====== Passage shown

See what other Food52ers are saying.

8 Reviews

Fiona March 10, 2022
Good recipe. I used only 3 bananas and a 5oz 2% Greek yogurt container. Did not pour all the mixture into bread pan because it’s too much. The bread baked in 50 minutes. Covered the top with 15 min left to avoid it browning too much.
Jean January 29, 2018
This is way too wet. It might have been perfect before the cup of yogurt. Still in the oven. I hope it ends up edible. I'm disappointed.
Jean January 29, 2018
After 1 h 40 min in oven the (thin) crust is dark and crunchy and the inside is like pudding.
Tara April 5, 2018
Ugh agreed!
Kelly K. April 2, 2017
I've tried this recipe twice, both times failed. The cookbook it is in has the oven temp at 350°, but this has entirely too much liquid to bake properly. Our not enough flour but I think simply reducing the yogurt to 1/4 or 1/3 cup would do it.
Karen P. January 31, 2016
This is absolutely an easiest recipe for Banana Bread, but the web version has more details than the book. First, it deals with the liquid from frozen bananas, and lists "full fat" yogurt. And I can't get it to come out right. Mine sinks from the weight of the bananas.

I've made this several times, but with Greek, low fat yogurt (the book only says "plain") and with frozen bananas (no mention of frozen bananas in the book) with the liquid drained off. There just doesn't seem to be enough flour to hold the bananas.

Maybe the full fat plain, non Greek yogurt is the difference?? I did a sanity check on the flour with King Arthur Flour and they call for 2 2/3 C of flour, same amount of sugar, less bananas, and 2 eggs.

One more try, and if I end up with raw bananas again, I'm done. I will use fresh not frozen, and full fat regular yogurt.
HeatherDubs January 31, 2016
I don't think you're supposed to use the actual frozen banana in the recipe. Think its supposed to be previoisly frozen and now defrosted bananas. Sometimes as they defrost and soften, the bananas will also release a bit of water. I always use frozen bananas that have been defrosted when baking banana bread and never have issues.
Karen P. January 31, 2016
Sorry to not be more clear. I thawed the bananas and drained off the liquid. I use this method with a more complicated KAF recipe--not really that complicated---and my thawing technique works. There is such a huge difference in the amount of flour. That's why I'm questioning it.

============
====== Stored records

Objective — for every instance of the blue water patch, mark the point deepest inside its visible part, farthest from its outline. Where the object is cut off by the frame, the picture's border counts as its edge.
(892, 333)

============
====== Stored records

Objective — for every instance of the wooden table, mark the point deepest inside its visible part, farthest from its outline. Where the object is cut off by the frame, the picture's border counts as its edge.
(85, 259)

============

The request — Write out word for word the part of the banana bread reviews above that opens with "Maybe the full" and closes with "and 2 eggs.".

Expected answer —
Maybe the full fat plain, non Greek yogurt is the difference?? I did a sanity check on the flour with King Arthur Flour and they call for 2 2/3 C of flour, same amount of sugar, less bananas, and 2 eggs.